• _EXERCISE OBJECTIVE_:
Copy the data word for word, keeping every line.
======== DATA FOR THIS EXERCISE
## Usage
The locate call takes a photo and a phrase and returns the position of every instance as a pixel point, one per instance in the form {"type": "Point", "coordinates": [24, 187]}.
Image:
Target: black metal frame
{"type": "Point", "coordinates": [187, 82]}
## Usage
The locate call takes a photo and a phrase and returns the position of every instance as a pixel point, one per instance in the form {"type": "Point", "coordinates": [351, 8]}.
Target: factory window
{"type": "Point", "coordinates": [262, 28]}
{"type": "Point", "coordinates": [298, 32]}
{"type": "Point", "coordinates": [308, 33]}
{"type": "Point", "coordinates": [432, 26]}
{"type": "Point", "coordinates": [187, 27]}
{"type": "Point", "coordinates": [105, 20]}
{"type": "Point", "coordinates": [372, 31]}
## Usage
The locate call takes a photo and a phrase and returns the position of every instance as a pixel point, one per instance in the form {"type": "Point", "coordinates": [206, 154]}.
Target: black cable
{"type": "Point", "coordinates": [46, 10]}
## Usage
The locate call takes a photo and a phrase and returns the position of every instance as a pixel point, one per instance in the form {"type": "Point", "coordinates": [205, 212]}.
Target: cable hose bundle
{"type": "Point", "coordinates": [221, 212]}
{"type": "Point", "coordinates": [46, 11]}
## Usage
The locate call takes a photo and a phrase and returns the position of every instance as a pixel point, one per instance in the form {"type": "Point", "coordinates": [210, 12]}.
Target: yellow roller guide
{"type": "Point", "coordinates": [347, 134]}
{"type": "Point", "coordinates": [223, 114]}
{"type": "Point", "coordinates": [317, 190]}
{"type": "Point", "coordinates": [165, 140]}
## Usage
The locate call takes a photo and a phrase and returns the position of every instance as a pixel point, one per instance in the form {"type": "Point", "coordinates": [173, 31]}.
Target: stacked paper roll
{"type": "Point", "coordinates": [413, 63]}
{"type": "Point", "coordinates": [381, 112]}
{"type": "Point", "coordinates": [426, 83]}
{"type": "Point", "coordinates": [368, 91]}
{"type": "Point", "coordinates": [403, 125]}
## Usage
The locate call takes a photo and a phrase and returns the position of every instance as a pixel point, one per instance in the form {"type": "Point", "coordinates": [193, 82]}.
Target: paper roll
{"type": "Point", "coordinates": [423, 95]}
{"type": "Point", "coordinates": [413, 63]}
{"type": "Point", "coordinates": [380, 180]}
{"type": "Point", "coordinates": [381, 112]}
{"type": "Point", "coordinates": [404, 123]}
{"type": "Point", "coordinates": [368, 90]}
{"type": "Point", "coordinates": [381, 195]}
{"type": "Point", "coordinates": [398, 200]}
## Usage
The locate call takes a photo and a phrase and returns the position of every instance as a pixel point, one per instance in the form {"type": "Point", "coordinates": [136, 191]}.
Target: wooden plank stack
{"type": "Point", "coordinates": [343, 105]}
================
• _RESULT OF THIS TASK_:
## Usage
The locate call takes a photo and a phrase and returns the position of every instance as a pixel point, one per instance in the form {"type": "Point", "coordinates": [24, 187]}.
Image:
Target: black metal frame
{"type": "Point", "coordinates": [187, 82]}
## Usage
The locate call takes a photo and a phrase and returns the position of every instance as a pixel point, one per instance in the form {"type": "Point", "coordinates": [351, 8]}.
Target: factory window
{"type": "Point", "coordinates": [262, 28]}
{"type": "Point", "coordinates": [298, 32]}
{"type": "Point", "coordinates": [308, 33]}
{"type": "Point", "coordinates": [432, 26]}
{"type": "Point", "coordinates": [187, 27]}
{"type": "Point", "coordinates": [105, 20]}
{"type": "Point", "coordinates": [372, 31]}
## Usage
The locate call takes a photo and a phrase and returns the position of every instance as a pixel point, one per instance in the form {"type": "Point", "coordinates": [206, 154]}.
Target: black cable
{"type": "Point", "coordinates": [46, 10]}
## Usage
The locate call takes a photo and a phrase and returns the position of every instance as a pixel point, one per instance in the form {"type": "Point", "coordinates": [205, 212]}.
Target: cable hose bundle
{"type": "Point", "coordinates": [221, 212]}
{"type": "Point", "coordinates": [46, 11]}
## Usage
The locate call takes a photo and a phrase and returns the position of every instance as a pixel point, one per instance in the form {"type": "Point", "coordinates": [210, 12]}.
Target: yellow roller guide
{"type": "Point", "coordinates": [347, 134]}
{"type": "Point", "coordinates": [223, 114]}
{"type": "Point", "coordinates": [317, 190]}
{"type": "Point", "coordinates": [165, 140]}
## Usage
The locate call takes a photo and a phrase and returns the position of every instance as a pixel point, one per instance in the form {"type": "Point", "coordinates": [173, 31]}.
Target: stacked paper roll
{"type": "Point", "coordinates": [413, 63]}
{"type": "Point", "coordinates": [381, 112]}
{"type": "Point", "coordinates": [426, 83]}
{"type": "Point", "coordinates": [368, 91]}
{"type": "Point", "coordinates": [403, 125]}
## Usage
The locate call takes a photo and a phrase and returns the position of every instance as a pixel point, one per instance in the form {"type": "Point", "coordinates": [193, 82]}.
Target: paper roll
{"type": "Point", "coordinates": [423, 95]}
{"type": "Point", "coordinates": [413, 63]}
{"type": "Point", "coordinates": [380, 180]}
{"type": "Point", "coordinates": [381, 112]}
{"type": "Point", "coordinates": [404, 123]}
{"type": "Point", "coordinates": [368, 90]}
{"type": "Point", "coordinates": [381, 195]}
{"type": "Point", "coordinates": [398, 200]}
## Usage
The locate call takes a photo and a phrase and returns the position of every instance as a pixel point, one per instance in the form {"type": "Point", "coordinates": [136, 191]}.
Target: wooden plank stack
{"type": "Point", "coordinates": [343, 105]}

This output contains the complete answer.